-- EXCERPTED TEXT --
════════

Added the description for this in the Patch.

>
> 4.
> Currently copy_data option with include_generated_columns option is
> not supported. A future patch will remove this limitation.
>
> ~
>
> Suggest to single-quote those parameter names for better readability.
>

Fixed.

>
> 5.
> This commit aims to enhance the flexibility and utility of logical
> replication by allowing users to include generated column information
> in replication streams, paving the way for more robust data
> synchronization and processing workflows.
>
> ~
>
> IMO this paragraph can be omitted.

Fixed.

> ======
> .../test_decoding/sql/decoding_into_rel.sql
>
> 6.
> +-- check include-generated-columns option with generated column
> +CREATE TABLE gencoltable (a int PRIMARY KEY, b int GENERATED ALWAYS
> AS (a * 2) STORED);
> +INSERT INTO gencoltable (a) VALUES (1), (2), (3);
> +SELECT data FROM pg_logical_slot_get_changes('regression_slot', NULL,
> NULL, 'include-xids', '0', 'skip-empty-xacts', '1',
> 'include-generated-columns', '1');
> +INSERT INTO gencoltable (a) VALUES (4), (5), (6);
> +SELECT data FROM pg_logical_slot_get_changes('regression_slot', NULL,
> NULL, 'include-xids', '0', 'skip-empty-xacts', '1',
> 'include-generated-columns', '0');
> +DROP TABLE gencoltable;
> +
>
> 6a.

════════

-- STATED EXERCISE --
According to the patch review excerpt, which option is currently not supported together with the include_generated_columns option? The entries are not needed.

Detection annotation entries:
════════

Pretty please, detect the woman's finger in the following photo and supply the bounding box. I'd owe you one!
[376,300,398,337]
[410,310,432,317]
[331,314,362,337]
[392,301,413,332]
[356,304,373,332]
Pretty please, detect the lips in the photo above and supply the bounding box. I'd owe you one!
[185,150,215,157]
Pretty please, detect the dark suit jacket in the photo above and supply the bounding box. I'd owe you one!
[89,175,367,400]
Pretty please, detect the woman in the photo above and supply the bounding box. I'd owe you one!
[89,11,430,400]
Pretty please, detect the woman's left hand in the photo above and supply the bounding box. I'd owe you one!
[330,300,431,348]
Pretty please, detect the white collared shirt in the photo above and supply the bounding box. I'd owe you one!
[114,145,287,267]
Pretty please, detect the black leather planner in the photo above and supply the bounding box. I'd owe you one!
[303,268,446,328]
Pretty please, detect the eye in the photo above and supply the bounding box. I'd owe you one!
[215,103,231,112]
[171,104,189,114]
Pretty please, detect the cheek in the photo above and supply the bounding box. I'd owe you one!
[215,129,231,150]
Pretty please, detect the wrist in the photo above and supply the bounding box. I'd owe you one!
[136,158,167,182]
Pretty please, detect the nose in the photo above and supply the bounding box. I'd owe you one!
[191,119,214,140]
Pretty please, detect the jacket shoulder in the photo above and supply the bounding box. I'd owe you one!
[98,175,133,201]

════════

-- TASK ANSWER --
The copy_data option.